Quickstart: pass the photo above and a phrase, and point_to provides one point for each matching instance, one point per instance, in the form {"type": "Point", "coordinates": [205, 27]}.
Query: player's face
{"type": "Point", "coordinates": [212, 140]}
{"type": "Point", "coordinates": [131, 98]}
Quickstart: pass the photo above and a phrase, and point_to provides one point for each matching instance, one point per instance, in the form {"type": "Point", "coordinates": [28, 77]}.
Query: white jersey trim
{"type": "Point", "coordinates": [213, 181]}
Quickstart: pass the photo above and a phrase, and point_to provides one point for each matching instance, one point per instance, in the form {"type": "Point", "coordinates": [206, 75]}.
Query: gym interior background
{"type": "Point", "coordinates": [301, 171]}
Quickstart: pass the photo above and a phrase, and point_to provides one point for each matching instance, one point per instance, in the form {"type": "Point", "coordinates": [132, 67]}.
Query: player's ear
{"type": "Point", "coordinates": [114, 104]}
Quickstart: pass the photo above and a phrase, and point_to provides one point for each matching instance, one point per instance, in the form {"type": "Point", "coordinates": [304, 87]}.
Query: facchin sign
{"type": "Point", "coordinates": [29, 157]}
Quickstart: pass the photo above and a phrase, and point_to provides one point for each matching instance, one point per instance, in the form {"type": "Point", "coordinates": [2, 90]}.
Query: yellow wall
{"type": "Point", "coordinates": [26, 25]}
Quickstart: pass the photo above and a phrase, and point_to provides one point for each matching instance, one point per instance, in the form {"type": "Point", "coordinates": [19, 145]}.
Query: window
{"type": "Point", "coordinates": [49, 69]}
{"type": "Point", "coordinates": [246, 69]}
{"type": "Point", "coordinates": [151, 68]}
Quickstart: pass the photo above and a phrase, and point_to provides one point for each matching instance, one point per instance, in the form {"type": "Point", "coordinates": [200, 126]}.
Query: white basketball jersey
---------------
Each line of the listing should be printed again, exactly.

Quickstart: pass the photo above and a phrase, and point_to provides one point for each matching instance, one point per instance, in the form {"type": "Point", "coordinates": [205, 27]}.
Query: player's face
{"type": "Point", "coordinates": [212, 140]}
{"type": "Point", "coordinates": [131, 98]}
Quickstart: pass the photo above and a phrase, and point_to provides one point for each matching instance, one point per instance, in the form {"type": "Point", "coordinates": [28, 77]}.
Query: white jersey trim
{"type": "Point", "coordinates": [213, 181]}
Quickstart: pass the photo above and a phrase, and point_to provides one point for each matching instance, one point per instance, in the form {"type": "Point", "coordinates": [206, 75]}.
Query: gym interior background
{"type": "Point", "coordinates": [301, 171]}
Quickstart: pass the photo above and a phrase, and point_to provides one point for each matching instance, one point per instance, in the form {"type": "Point", "coordinates": [132, 67]}.
Query: player's ear
{"type": "Point", "coordinates": [114, 104]}
Quickstart: pass the photo above and a phrase, and point_to provides one point for each matching instance, one point per instance, in the form {"type": "Point", "coordinates": [304, 87]}.
Query: facchin sign
{"type": "Point", "coordinates": [29, 157]}
Quickstart: pass the photo above and a phrase, and point_to provides one point for each matching instance, one point per instance, in the form {"type": "Point", "coordinates": [2, 90]}.
Query: yellow wall
{"type": "Point", "coordinates": [26, 25]}
Quickstart: pass the photo above and a phrase, and point_to provides one point for each matching instance, one point per instance, in the form {"type": "Point", "coordinates": [19, 145]}.
Query: window
{"type": "Point", "coordinates": [49, 69]}
{"type": "Point", "coordinates": [246, 69]}
{"type": "Point", "coordinates": [151, 68]}
Quickstart: pass the photo above and a phrase, and point_to provides one point for each matching instance, one point per instance, in the form {"type": "Point", "coordinates": [200, 126]}.
Query: white basketball jersey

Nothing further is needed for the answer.